-- BEGIN --
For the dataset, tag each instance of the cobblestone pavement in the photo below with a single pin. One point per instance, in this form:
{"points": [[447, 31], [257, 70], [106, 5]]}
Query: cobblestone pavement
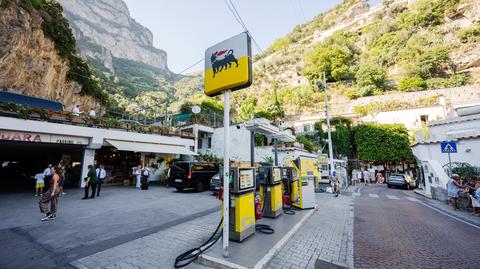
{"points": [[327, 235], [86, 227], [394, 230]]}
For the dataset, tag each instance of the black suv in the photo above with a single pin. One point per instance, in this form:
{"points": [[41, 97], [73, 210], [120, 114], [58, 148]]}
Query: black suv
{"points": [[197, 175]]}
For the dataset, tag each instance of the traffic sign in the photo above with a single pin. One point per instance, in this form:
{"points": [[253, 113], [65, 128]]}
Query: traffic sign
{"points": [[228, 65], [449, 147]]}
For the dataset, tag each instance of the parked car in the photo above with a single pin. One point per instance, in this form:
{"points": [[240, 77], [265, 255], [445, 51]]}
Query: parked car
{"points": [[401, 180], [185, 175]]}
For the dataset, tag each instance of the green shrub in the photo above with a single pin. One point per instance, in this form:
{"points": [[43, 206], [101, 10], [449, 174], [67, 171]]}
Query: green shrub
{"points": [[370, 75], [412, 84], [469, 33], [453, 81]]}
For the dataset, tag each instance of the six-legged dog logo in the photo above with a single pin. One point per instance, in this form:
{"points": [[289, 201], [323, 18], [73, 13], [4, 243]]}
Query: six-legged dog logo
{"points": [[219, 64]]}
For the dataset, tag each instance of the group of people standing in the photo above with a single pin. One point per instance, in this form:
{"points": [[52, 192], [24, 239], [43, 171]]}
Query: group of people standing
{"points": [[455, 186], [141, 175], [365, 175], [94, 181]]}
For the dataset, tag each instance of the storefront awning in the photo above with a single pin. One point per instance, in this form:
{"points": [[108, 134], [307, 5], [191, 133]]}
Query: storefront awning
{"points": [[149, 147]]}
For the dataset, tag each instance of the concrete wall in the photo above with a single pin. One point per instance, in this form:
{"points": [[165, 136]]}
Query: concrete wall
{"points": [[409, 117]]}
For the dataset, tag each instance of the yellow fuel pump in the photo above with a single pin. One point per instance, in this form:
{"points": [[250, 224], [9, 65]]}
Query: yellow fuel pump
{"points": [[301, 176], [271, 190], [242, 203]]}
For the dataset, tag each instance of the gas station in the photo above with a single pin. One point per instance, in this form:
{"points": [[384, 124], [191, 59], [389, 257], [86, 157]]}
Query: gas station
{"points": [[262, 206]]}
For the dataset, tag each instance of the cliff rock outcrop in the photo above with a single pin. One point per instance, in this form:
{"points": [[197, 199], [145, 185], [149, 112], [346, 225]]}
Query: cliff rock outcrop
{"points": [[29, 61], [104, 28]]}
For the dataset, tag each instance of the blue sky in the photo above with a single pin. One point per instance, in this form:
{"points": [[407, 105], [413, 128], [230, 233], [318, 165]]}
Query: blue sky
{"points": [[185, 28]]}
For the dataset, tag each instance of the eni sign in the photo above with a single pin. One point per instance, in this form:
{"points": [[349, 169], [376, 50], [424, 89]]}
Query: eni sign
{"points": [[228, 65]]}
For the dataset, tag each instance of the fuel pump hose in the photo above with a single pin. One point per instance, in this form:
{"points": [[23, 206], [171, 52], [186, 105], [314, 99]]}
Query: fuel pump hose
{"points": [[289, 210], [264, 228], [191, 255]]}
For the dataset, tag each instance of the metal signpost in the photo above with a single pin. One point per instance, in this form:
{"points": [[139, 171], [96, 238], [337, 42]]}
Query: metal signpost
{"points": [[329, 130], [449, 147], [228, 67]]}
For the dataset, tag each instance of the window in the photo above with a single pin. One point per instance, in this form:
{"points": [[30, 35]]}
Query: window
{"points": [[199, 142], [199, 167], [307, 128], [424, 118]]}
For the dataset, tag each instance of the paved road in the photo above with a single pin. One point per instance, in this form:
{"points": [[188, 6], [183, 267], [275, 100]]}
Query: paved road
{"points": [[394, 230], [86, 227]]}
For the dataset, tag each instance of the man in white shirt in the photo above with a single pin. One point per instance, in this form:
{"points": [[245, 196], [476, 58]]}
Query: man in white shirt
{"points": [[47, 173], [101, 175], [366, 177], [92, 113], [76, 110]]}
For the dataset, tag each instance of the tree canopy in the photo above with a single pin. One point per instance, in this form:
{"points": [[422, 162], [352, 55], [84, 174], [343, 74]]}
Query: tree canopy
-- END --
◆ The problem ◆
Copy all the lines of data exactly as they appear, dropping any images.

◆ Problem solution ◆
For the dataset, tag each instance of the cobblestone pavement in the photo below with a single pin. One point per instance, in this form:
{"points": [[447, 31], [257, 70], [106, 5]]}
Query: cobblestone pavement
{"points": [[327, 235], [86, 227], [394, 230]]}
For the dataset, tag each instance of the black suv in the photo above with a single pin. One point per instance, in this form:
{"points": [[41, 97], [73, 210], [120, 114], [58, 148]]}
Query: black suv
{"points": [[197, 175]]}
For the dataset, tag each instance of the traffic sign in the photo above with a single pin. One point per instance, in this form:
{"points": [[253, 113], [65, 128]]}
Query: traffic sign
{"points": [[228, 65], [449, 147]]}
For the dataset, tag each instance of the parked car in the photo above with a single pin. One point per instance, in this form:
{"points": [[240, 77], [265, 255], [445, 51]]}
Query: parked car
{"points": [[401, 180], [185, 175]]}
For the dataset, tag each instance of the green shrub in the photo above with a single pin. One point per instance, in this form:
{"points": [[43, 206], [101, 10], [449, 174], [67, 171]]}
Query: green shrub
{"points": [[370, 75], [412, 84], [469, 33], [453, 81]]}
For the dataset, tag each instance of the six-legged dog logo in the photo above with a single pin. One point per instance, in this form:
{"points": [[289, 201], [323, 18], [73, 13], [4, 243]]}
Query: six-legged dog logo
{"points": [[219, 64]]}
For the dataset, tag each instance of the group of people standing in the photo above with a single pin. One point per instance, in this form:
{"points": [[52, 192], [24, 239], [43, 171]]}
Query: group of people standing
{"points": [[455, 186], [141, 175], [365, 175], [94, 181]]}
For the dataset, tag each instance of the storefront awning in the photo above with a single pin. One point per instance, in this form:
{"points": [[108, 134], [307, 5], [191, 133]]}
Query: storefront awning
{"points": [[149, 147]]}
For the dataset, tag each instance of the concrete wall in the photo above with a single pin. One point per instance, in this form:
{"points": [[165, 136]]}
Query: concrete wall
{"points": [[409, 117]]}
For the dataset, tag each instance of the yellow fuel pump in the photo above with a single pin. One point per instance, in this form:
{"points": [[250, 224], [9, 65]]}
Query: yellow fuel pump
{"points": [[301, 176], [271, 190], [242, 203]]}
For the dataset, tag each instance of the gas station in the photo above with a single pin. One point per instance, in this form:
{"points": [[384, 124], [191, 59], [389, 257], [86, 157]]}
Query: gas station
{"points": [[262, 206]]}
For the dataset, tag each instance of the cliff rock outcrop in the photo above with a single pin. One point per instance, in this form:
{"points": [[197, 199], [145, 185], [149, 112], [346, 225]]}
Query: cliff rock outcrop
{"points": [[29, 61], [104, 28]]}
For the dataset, tag each instance of the blue sky in the photo above with a single pin. One point per instance, in this form:
{"points": [[407, 105], [413, 128], [230, 233], [318, 165]]}
Query: blue sky
{"points": [[185, 28]]}
For the dataset, tag each instance of the eni sign in the photo above with a single pin. One point per instance, in this form:
{"points": [[349, 169], [376, 50], [424, 89]]}
Query: eni sign
{"points": [[228, 65]]}
For the dataset, tag each instance of the fuel pump hose in the photo above with a single pin. One point per instance, in this form:
{"points": [[23, 206], [171, 52], [186, 105], [314, 99]]}
Query: fuel pump hose
{"points": [[289, 210], [264, 228], [191, 255]]}
For the dataset, tag each instance of the metal signpost in the photo above with a single pin. One point per instance, in this form:
{"points": [[139, 171], [96, 238], [337, 42]]}
Query: metal signpost
{"points": [[329, 130], [449, 147], [228, 67]]}
For the dataset, tag each instance of the window in the photo above with a single pin. One point per instance, in this form:
{"points": [[30, 35]]}
Query: window
{"points": [[199, 142], [199, 167], [307, 128], [424, 118]]}
For the dataset, tag each instance of the paved road in the photo above with a single pin. One point per instance, in this form:
{"points": [[188, 6], [183, 267], [275, 100]]}
Query: paved road
{"points": [[394, 230], [86, 227]]}
For the dataset, tag each instance of the man in white shirt in the photo above with a single pin. One point per instance, in this form:
{"points": [[245, 196], [476, 58]]}
Query: man in white shirt
{"points": [[47, 173], [101, 175], [366, 177], [92, 113], [76, 110]]}
For the dataset, tag each instance of the tree canopy in the photo above with a single pin. One point per instance, in this form:
{"points": [[422, 162], [352, 55], [84, 174], [343, 74]]}
Query: tree canopy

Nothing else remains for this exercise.